= INSTRUÇÕES DA TAREFA =
Indique se cada afirmação a seguir está de acordo com o texto sobre o escândalo do INSS. Para cada uma, responda sim ou não e transcreva entre aspas as palavras do texto que decidem a questão.
1. O esquema de desvio foi revelado por uma operação da Polícia Federal e da Controladoria-Geral da União.
2. A maioria dos aposentados e pensionistas havia autorizado os descontos.
3. O presidente do INSS permaneceu no cargo depois que o caso veio a público.

Sob suspeita de corrupção, o governo Luiz Inácio Lula da
Silva (PT) está sendo pressionado a dar uma resposta rápida ao escândalo do
Instituto Nacional do Seguro Social (INSS). Seu desafio é arrumar meios para o
ressarcimento do total de recursos desviados dos aposentados e pensionistas por
meio de descontos não autorizados a associações e sindicatos.
O esquema de desvio, revelado pela Operação Sem Desconto,
deflagrada pela Polícia Federal (PF) e Controladoria-Geral da União (CGU) na
semana passada, tem provocado reações no Congresso e na opinião pública.
O montante estimado - de no mínimo R$ 6,3 bilhões - está nas
mãos de entidades que firmaram convênios com o INSS para prestar serviços aos
beneficiários. A maioria deles, no entanto, não havia autorizado o desconto e
sequer era filiada às entidades.
Embora, em tese, caiba às entidades o ressarcimento dos
recursos, especialistas ouvidos pela Gazeta do Povo afirmam que o governo tem
responsabilidade direta no caso.
Os convênios foram firmados com o INSS sem a verificação da
capacidade técnica para prestar os serviços ou qualquer fiscalização posterior.
Também não houve checagem da autenticidade das filiações dos beneficiários para
a realização dos descontos.
O relatório da CGU deixa claro a negligência do órgão e
apura a conivência e cumplicidade dos servidores. O caso já provocou a demissão
do presidente do INSS, Alessandro Stefanutto, e ameaça também o ministro da
Previdência Social, Carlos Lupi, responsável por sua indicação.
Washington Barbosa, especialista em Direito Previdenciário e
CEO da WB Cursos, destaca que a relação do aposentado é com o INSS e não com a
associação credenciada. “Quem é que tem que resolver o meu problema? Quem é que
tem que pagar? O INSS”, afirma. "Cabe ao INSS pagar este valor e entrar
com ação regressiva contra o sindicato. É assim que deve ocorrer do ponto de
vista jurídico.”

= DADOS FORNECIDOS =
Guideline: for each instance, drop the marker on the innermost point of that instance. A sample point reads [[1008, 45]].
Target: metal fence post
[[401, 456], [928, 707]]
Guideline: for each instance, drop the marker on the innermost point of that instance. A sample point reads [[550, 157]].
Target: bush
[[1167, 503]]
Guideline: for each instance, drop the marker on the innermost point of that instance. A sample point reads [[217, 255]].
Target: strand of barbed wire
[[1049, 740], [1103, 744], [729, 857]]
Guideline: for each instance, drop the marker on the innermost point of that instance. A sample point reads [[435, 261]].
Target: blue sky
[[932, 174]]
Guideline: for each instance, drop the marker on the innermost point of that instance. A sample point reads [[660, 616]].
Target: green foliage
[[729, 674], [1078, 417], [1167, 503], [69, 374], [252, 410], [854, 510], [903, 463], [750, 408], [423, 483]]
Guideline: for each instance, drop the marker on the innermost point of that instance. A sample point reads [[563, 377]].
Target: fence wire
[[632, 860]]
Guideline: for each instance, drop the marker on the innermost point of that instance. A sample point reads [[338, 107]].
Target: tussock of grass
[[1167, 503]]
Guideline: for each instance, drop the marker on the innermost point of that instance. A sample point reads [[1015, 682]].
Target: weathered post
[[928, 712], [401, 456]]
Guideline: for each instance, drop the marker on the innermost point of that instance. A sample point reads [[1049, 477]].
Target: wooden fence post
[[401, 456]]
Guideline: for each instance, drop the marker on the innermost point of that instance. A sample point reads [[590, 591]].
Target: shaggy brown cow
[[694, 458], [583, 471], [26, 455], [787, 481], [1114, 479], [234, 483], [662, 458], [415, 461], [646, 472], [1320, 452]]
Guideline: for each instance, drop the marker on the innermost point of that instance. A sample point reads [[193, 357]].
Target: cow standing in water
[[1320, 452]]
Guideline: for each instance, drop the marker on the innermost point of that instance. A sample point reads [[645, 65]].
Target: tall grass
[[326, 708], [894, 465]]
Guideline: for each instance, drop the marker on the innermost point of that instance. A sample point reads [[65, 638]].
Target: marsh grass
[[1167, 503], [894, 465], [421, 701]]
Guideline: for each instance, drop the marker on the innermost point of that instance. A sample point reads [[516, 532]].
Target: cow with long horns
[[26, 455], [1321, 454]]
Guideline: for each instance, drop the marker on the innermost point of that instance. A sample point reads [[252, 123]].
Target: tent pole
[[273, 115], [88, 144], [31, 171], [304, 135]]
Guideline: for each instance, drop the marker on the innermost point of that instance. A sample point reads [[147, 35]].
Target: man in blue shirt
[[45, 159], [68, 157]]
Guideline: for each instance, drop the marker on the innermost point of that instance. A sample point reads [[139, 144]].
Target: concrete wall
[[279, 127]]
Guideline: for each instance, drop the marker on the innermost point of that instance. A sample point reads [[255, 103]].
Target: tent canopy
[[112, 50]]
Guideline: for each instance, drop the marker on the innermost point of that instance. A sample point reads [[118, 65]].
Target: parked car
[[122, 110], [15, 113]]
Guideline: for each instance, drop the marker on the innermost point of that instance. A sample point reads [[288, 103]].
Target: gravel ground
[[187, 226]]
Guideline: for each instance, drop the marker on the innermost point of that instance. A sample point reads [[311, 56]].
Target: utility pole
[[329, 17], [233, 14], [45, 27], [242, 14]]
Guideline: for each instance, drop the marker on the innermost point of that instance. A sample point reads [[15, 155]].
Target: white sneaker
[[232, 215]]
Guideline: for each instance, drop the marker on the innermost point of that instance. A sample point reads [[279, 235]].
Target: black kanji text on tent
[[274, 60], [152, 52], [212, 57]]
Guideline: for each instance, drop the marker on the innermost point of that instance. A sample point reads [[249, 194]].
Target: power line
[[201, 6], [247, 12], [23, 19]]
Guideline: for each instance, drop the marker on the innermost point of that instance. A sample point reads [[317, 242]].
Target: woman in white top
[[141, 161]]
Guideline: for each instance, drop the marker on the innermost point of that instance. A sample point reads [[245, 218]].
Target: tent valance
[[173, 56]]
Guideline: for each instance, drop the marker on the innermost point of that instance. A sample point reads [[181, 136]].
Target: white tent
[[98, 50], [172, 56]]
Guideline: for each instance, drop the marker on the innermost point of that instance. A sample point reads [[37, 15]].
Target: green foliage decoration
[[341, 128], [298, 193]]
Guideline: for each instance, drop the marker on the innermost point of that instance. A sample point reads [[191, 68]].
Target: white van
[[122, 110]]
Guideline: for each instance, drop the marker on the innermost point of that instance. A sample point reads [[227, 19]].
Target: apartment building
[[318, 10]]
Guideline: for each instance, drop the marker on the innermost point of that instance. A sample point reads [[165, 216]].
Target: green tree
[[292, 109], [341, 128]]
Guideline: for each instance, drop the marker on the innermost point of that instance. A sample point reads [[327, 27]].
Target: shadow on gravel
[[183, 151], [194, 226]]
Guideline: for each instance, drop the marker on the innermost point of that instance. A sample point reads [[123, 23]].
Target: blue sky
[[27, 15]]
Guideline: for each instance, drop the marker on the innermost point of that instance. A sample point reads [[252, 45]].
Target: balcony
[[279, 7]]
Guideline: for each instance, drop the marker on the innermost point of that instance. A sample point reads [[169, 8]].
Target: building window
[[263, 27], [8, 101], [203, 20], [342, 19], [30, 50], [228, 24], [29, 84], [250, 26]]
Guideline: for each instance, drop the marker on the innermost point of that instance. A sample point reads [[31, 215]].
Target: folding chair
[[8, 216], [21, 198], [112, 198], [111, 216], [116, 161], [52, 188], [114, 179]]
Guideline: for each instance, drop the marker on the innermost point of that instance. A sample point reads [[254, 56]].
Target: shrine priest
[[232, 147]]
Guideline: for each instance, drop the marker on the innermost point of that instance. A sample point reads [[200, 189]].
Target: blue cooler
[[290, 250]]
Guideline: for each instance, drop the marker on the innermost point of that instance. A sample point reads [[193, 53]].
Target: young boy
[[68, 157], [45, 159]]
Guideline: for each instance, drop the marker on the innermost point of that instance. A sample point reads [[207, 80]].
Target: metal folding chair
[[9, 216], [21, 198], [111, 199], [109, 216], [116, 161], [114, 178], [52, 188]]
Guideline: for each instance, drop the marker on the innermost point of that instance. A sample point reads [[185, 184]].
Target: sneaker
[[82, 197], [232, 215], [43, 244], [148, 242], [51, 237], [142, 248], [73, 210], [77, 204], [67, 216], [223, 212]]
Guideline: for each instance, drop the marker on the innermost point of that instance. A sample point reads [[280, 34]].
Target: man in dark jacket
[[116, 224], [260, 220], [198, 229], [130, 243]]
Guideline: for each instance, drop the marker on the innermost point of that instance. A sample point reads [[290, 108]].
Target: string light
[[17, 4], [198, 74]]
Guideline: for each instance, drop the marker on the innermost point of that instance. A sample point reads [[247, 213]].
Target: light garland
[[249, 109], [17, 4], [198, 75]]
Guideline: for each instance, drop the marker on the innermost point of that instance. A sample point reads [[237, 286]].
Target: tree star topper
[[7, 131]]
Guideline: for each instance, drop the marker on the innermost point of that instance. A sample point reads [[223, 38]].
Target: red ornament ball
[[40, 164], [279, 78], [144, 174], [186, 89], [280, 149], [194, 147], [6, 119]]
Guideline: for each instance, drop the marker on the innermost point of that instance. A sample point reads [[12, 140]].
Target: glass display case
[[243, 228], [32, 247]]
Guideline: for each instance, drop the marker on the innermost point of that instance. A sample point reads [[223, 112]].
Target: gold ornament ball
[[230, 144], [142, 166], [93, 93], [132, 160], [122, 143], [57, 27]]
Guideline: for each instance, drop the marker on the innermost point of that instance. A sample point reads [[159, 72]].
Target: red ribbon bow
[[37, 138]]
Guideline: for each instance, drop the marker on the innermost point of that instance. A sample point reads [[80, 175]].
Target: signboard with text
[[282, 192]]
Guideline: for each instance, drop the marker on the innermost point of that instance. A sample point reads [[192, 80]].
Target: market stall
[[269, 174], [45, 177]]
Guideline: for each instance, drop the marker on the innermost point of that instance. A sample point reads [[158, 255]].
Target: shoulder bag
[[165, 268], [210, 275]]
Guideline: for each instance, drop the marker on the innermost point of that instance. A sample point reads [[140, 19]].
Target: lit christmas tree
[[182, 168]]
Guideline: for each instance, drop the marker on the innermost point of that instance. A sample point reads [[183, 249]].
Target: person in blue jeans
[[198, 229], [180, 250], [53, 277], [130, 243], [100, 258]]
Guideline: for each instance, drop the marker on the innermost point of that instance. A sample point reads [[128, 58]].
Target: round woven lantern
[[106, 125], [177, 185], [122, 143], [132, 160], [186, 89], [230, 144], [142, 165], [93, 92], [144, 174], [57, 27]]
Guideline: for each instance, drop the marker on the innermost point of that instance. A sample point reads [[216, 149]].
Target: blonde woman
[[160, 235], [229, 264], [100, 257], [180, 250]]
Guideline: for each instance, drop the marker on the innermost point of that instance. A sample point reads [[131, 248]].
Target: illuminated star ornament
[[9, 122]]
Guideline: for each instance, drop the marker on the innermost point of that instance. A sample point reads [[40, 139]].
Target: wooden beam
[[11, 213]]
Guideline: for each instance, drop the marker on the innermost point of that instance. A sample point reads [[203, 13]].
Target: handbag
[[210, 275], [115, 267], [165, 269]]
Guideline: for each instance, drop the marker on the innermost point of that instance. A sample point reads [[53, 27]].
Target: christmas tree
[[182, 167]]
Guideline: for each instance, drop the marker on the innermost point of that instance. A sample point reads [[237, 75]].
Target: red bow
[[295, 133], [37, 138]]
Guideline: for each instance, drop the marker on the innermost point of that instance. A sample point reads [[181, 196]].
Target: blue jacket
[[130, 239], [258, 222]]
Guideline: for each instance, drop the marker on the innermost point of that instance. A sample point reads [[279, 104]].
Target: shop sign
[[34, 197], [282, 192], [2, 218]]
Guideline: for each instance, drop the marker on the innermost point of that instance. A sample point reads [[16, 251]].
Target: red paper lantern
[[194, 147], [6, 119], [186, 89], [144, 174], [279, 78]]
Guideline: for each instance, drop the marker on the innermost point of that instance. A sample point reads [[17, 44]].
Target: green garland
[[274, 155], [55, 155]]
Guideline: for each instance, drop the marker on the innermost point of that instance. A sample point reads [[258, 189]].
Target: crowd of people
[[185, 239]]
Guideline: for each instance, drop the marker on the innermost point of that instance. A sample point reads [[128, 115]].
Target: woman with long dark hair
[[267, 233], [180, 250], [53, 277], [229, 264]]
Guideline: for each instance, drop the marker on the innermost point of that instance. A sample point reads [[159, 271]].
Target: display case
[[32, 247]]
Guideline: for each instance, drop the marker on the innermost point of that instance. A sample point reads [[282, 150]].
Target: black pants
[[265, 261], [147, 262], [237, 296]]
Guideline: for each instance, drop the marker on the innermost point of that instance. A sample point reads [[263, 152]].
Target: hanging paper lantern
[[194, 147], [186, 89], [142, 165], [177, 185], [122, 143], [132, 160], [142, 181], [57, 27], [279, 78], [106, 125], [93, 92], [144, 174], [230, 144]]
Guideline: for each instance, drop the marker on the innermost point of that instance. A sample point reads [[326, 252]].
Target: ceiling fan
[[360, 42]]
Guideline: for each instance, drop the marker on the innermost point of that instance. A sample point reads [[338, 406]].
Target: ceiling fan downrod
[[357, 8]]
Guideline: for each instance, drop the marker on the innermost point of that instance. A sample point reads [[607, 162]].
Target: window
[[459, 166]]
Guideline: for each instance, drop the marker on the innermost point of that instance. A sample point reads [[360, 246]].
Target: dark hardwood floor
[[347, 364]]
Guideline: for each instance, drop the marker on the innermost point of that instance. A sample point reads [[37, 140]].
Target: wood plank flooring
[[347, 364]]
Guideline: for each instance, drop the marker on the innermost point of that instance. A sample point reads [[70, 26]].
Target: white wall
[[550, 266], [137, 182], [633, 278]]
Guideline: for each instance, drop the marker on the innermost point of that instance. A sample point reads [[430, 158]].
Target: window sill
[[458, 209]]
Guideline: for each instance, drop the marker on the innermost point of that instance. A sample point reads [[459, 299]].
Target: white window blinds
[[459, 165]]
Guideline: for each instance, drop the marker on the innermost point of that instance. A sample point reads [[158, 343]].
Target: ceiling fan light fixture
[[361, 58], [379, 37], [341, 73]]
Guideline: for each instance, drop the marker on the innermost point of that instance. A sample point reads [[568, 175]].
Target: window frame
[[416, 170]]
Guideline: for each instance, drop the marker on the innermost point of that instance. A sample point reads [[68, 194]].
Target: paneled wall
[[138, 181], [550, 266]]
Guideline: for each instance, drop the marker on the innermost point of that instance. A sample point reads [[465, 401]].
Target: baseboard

= RESOLUÇÃO =
1. Sim: "revelado pela Operação Sem Desconto, deflagrada pela Polícia Federal (PF) e Controladoria-Geral da União (CGU)"
2. Não: "A maioria deles, no entanto, não havia autorizado o desconto"
3. Não: "O caso já provocou a demissão do presidente do INSS, Alessandro Stefanutto"